* Data shown
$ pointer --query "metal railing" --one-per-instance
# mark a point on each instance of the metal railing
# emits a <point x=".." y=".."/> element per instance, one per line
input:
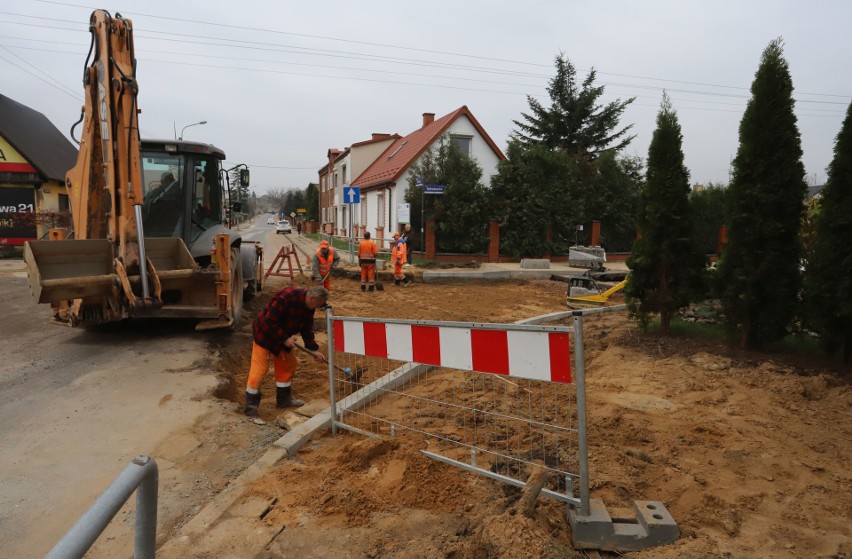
<point x="499" y="412"/>
<point x="141" y="476"/>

* Job
Could you give every line of the records above as a numbered list, skipping blank lines and leaving the pictures out of your answer?

* Answer
1. $ pointer --query "metal railing" --one-per-instance
2. # mark a point on each instance of the metal railing
3. # emits a <point x=".." y=".."/> element per instance, one per line
4. input:
5. <point x="499" y="412"/>
6. <point x="141" y="476"/>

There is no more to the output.